Exercise instructions: Please rescale the records starting at the line that has "the pink balloon" and ending after the line that has "479,23,523,53". Repeat every one of those lines, the requests too, but multiply each bounding-box coordinate in the answers by 2.4 and round it to a whole number, with halves rounding up.

The records:
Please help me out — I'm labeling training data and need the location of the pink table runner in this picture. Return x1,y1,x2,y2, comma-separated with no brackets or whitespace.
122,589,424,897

==

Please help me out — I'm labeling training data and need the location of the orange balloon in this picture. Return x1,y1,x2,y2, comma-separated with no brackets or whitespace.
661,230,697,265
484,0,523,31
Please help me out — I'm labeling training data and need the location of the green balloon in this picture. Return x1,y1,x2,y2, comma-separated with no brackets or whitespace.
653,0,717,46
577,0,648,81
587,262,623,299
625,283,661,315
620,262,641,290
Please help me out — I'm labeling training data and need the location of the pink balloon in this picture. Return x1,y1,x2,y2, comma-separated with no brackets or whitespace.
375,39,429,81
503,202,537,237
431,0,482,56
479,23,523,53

==

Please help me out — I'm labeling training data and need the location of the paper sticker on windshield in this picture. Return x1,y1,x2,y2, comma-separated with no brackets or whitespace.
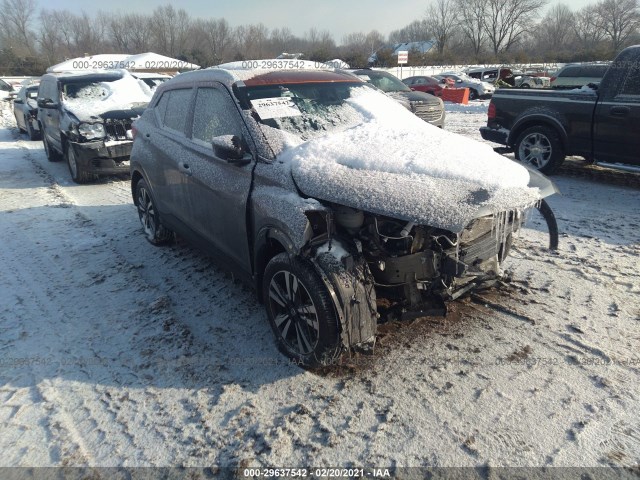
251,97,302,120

Solution:
Please help me out — I'm labeling training data and need the location of the pink balloon in this picture. Return x1,y1,x2,y2, comma-separated with no brackets or whitespace.
900,94,1030,194
1207,485,1289,569
1034,0,1157,134
1150,55,1255,127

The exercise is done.